2

I have a GCMLE experiment which has three learning objectives (consider these Task A, Task B, and Task C) within a single model_fn(). The inputs for all 3 objectives are the same (reading a body of text) and I would like to produce three separate predictions. However, for Task C I would like to properly mask some of the examples in the batch (~20% across each batch). Is the proper way to do this by simply weighting those samples that I want to mask by zero? Consider this loss function..

lossA = tf.reduce_mean(tf.losses.sparse_softmax_cross_entropy(
            labels=labelsA, logits=logitsA))

lossB = tf.reduce_mean(tf.losses.sparse_softmax_cross_entropy(
            labels=labelsB, logits=logitsB))

mask_weights = tf.to_float(tf.equal(x, y)) # returns 1 if x equals y, returns 0 if x != y
lossC = tf.reduce_mean(tf.losses.sparse_softmax_cross_entropy(
            labels=labelsC, logits=logitsC, weights=mask_weights))

loss = lossA + lossB + lossC

Essentially what I am trying to do is mask any samples in the batch where x != y so that there are no gradient updates to the model based on these examples as they relate to taskC. Is this anywhere near the desired effect? Is there a better way to implement the desired behavior?

I realize that I could split these up into separate experiments, but I would like to be able to have a shared embedding and also a single graph which I can upload into the GCMLE prediction service.

### [RECORDED INFORMATION]

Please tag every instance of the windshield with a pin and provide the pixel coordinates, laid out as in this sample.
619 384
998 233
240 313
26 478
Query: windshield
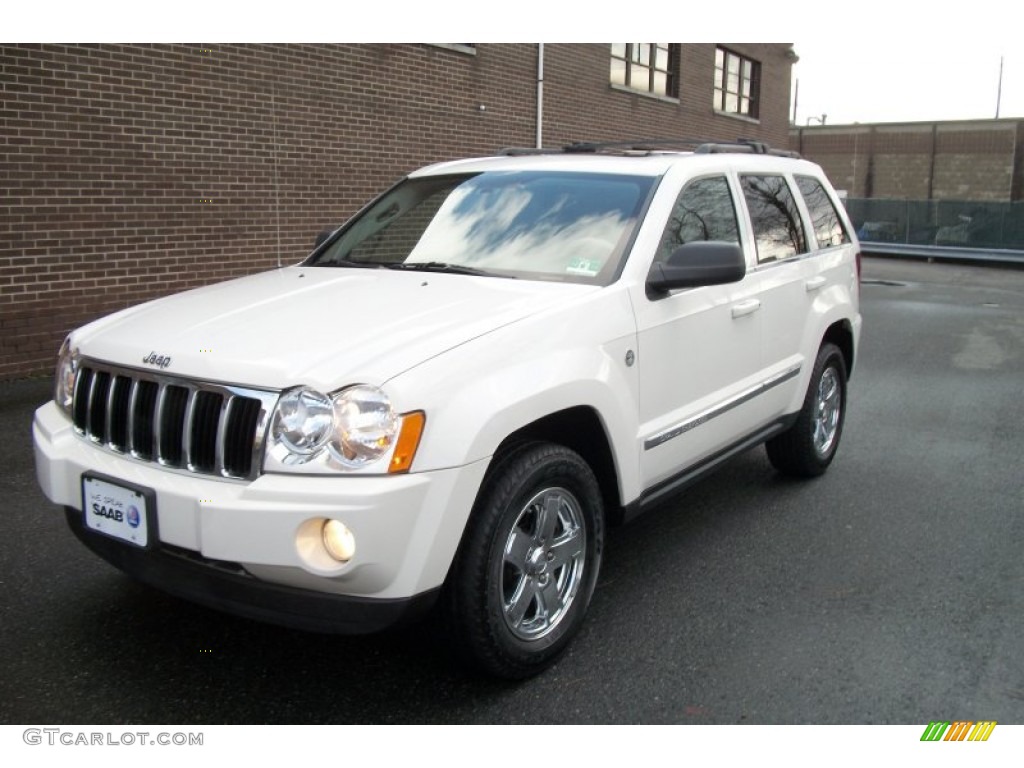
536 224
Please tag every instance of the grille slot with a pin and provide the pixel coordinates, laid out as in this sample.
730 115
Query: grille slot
...
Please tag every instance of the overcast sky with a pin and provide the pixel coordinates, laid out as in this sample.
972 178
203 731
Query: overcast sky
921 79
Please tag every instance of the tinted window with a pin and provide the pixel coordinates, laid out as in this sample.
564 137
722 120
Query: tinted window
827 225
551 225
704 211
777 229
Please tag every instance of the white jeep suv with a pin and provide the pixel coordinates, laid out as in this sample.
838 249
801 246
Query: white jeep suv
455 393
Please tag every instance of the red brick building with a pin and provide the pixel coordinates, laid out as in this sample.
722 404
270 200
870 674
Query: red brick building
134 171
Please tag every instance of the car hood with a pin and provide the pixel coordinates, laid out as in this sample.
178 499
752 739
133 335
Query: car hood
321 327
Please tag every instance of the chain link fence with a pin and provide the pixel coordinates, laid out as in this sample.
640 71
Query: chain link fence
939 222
...
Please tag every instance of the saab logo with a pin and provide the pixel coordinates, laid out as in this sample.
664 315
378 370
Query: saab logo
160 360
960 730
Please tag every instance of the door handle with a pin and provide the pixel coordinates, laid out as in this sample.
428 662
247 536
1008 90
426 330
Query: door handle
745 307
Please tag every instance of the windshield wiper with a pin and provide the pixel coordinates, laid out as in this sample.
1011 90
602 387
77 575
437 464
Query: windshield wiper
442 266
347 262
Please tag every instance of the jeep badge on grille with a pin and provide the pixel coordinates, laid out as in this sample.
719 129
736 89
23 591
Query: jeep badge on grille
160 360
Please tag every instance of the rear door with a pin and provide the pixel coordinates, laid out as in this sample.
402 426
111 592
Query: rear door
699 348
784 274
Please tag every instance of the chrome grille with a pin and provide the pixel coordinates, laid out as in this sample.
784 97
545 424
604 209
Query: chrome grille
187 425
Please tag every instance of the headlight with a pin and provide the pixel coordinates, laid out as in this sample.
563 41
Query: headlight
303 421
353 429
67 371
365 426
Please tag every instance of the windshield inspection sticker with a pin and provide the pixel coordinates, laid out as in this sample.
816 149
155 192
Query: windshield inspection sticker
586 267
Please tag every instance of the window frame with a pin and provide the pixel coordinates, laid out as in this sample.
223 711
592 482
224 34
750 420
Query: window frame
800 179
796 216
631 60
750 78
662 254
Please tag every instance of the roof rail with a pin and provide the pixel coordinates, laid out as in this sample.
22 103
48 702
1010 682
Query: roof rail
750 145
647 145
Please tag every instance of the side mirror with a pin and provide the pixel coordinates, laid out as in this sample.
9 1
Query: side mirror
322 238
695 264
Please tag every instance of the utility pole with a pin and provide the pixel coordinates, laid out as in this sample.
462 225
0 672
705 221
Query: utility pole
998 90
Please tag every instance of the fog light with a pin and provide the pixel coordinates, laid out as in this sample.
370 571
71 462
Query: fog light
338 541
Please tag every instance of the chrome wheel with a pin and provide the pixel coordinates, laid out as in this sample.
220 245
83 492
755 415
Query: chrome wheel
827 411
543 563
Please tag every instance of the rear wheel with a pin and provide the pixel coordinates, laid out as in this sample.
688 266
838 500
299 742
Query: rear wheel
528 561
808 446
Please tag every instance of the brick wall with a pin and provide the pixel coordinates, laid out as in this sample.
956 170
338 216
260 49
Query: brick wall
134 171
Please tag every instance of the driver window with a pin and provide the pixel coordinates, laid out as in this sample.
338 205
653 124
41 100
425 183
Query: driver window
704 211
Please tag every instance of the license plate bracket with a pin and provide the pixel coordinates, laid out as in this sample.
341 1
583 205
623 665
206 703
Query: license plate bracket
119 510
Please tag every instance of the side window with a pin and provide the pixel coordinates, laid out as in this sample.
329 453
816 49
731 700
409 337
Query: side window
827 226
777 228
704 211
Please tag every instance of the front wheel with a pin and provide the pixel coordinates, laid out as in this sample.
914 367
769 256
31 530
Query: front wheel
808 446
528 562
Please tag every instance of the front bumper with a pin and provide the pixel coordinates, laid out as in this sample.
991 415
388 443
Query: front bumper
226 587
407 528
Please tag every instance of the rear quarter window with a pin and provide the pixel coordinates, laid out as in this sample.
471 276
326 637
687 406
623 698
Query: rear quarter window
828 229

### [WHAT THE EXERCISE ASKS]
Reproduce the loss-masking post above from "I have a GCMLE" to "labels=labelsB, logits=logitsB))", keeping every character unchanged.

### [RESPONSE TO THIS EXERCISE]
I have a GCMLE experiment which has three learning objectives (consider these Task A, Task B, and Task C) within a single model_fn(). The inputs for all 3 objectives are the same (reading a body of text) and I would like to produce three separate predictions. However, for Task C I would like to properly mask some of the examples in the batch (~20% across each batch). Is the proper way to do this by simply weighting those samples that I want to mask by zero? Consider this loss function..

lossA = tf.reduce_mean(tf.losses.sparse_softmax_cross_entropy(
            labels=labelsA, logits=logitsA))

lossB = tf.reduce_mean(tf.losses.sparse_softmax_cross_entropy(
            labels=labelsB, logits=logitsB))